== Task item ==
Nothing but the images should be left out when the entries are restated word for word.

[Photo-based referring expression data]
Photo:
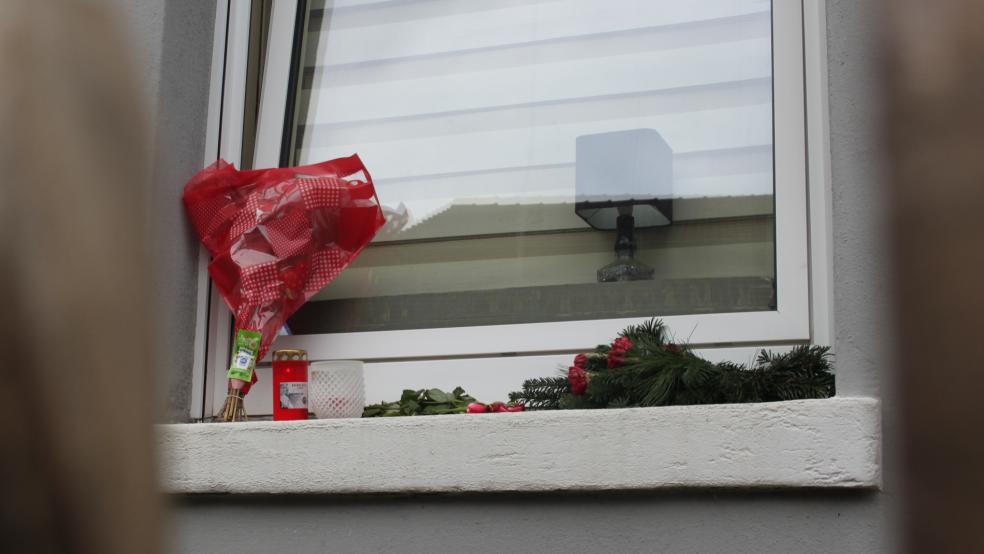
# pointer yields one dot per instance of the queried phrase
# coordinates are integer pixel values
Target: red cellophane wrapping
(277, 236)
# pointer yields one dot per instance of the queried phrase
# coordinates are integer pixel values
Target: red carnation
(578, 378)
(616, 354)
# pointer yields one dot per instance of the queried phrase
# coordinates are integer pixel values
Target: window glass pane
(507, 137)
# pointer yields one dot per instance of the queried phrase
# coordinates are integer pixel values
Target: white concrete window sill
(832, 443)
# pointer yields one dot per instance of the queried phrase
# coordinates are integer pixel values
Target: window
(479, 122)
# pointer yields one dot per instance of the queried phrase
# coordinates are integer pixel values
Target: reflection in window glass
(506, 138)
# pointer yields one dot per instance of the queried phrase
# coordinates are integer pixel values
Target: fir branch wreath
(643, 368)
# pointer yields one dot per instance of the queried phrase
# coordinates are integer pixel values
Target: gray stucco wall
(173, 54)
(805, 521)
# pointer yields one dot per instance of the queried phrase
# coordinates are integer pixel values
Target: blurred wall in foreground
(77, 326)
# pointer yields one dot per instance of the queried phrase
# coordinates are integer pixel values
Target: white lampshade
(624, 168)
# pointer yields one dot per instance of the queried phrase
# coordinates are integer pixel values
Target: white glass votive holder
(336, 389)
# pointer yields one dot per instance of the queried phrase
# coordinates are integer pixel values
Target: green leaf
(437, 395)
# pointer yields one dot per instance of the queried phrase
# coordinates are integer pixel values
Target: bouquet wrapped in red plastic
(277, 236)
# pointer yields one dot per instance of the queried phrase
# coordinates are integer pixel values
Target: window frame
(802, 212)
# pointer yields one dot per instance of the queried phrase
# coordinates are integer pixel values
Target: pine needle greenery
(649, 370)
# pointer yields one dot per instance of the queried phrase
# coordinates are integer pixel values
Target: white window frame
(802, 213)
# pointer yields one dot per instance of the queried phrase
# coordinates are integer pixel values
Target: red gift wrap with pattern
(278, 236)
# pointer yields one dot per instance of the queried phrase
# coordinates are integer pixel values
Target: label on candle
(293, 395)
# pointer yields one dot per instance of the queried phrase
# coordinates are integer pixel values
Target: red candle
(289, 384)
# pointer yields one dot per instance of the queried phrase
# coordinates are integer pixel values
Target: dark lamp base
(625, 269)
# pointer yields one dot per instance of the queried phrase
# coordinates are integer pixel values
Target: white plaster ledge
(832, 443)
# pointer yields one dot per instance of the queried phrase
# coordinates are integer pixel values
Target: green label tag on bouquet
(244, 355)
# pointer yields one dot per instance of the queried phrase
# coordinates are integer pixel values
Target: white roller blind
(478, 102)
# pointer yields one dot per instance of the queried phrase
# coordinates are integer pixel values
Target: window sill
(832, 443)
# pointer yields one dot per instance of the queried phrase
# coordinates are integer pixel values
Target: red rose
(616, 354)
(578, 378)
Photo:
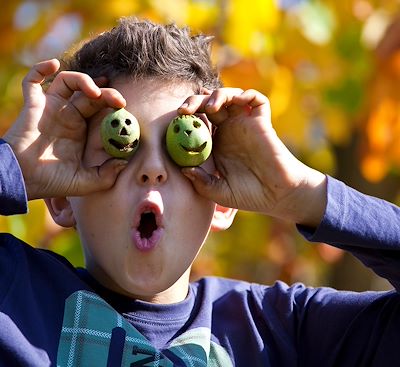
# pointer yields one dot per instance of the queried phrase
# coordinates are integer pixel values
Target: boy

== Your solution ==
Photo:
# pointer yields one dot per instance of the queried phrase
# coordinates are integer pixel values
Target: red cellophane wrapping
(277, 236)
# pointer yields one dot per instance of the queried phrase
# coordinates are integer pixel values
Target: red carnation
(578, 378)
(616, 354)
# pointer yields one dot per instance of the queried phrase
# coordinates are integer pixel values
Target: window glass pane
(507, 137)
# pointer yields one dot per instance of the queried phrase
# coordinates are integer pixel values
Target: white concrete window sill
(832, 443)
# pointer yields one dot per instance of the queried phrase
# coordinates are integer pixel values
Target: window
(479, 122)
# pointer yields one dot per instance of the queried phrase
# coordinates are integer pixel values
Target: reflection in window glass
(506, 138)
# pointer yields one dot per instance of the queried phrase
# coordinates are integer pixel values
Target: fir branch wreath
(643, 368)
# pointer yields one dot per instance of the queried phrase
# coordinates are integer pixel values
Target: gray stucco wall
(173, 54)
(805, 521)
# pointer yields one dot per instance of the queried phrase
# coordinates are integer pixel values
Target: blurred wall in foreground
(77, 326)
# pointer yields one dot per instance of the queried phrase
# coordinates are integer pixel values
Target: white lampshade
(624, 168)
# pointer yields one dot per instance of the queried phrase
# coordinates are integer pixel values
Target: white glass votive holder
(336, 389)
# pointer yields one dot per instance of the queried phrase
# coordinates are integer pixel values
Target: green leaf
(437, 395)
# pointer yields one dot per instance of the queried phrase
# coordinates are integer pixel values
Target: bouquet wrapped in red plastic
(277, 236)
# pointer yields one dot per instance of the queried phrase
# coordinates are integer pixel values
Target: window frame
(802, 212)
# pointer yields one dot per instance of the queried phrase
# coordinates are integer pixel values
Target: pine needle greenery
(649, 370)
# pointer yields one dot per instance of the queried phrase
# coordinates are integer pixel values
Target: white window frame
(802, 213)
# pointer yields one dot per instance of the queried phrase
# coordinates are integer pixel values
Target: red gift wrap with pattern
(278, 236)
# pointer yields one dot per instance of the queried phrase
# coordinates are integer pixel values
Target: label on candle
(293, 395)
# pointer yields one dot per instance of the queried phrase
# coordinates are integer pixel values
Target: red candle
(289, 384)
# pointer yields one dot per instance of the queried phrase
# coordinates are integer pixel values
Target: dark lamp base
(625, 269)
# pointer yields one dot per instance of the queried phrase
# coordinates are integer pixel values
Target: white plaster ledge
(832, 443)
# pointer yields one dot per instance of the queried phrase
# coordinates are integer pixel values
Target: green label tag on bouquet
(244, 355)
# pointer yields one dot per instance of the queried phrase
# coordinates are integer pixel values
Target: white roller blind
(478, 102)
# pointer yields one dot per instance of the queried phrase
# coordinates are integer pixel values
Target: window sill
(832, 443)
# pointer yields one dot per instance of the queried phrase
# coordinates are integer pixel values
Target: red rose
(616, 354)
(578, 378)
Photo:
# pointer yields one dot per instance of the queried phrase
# coordinates are integer pixel values
Target: boy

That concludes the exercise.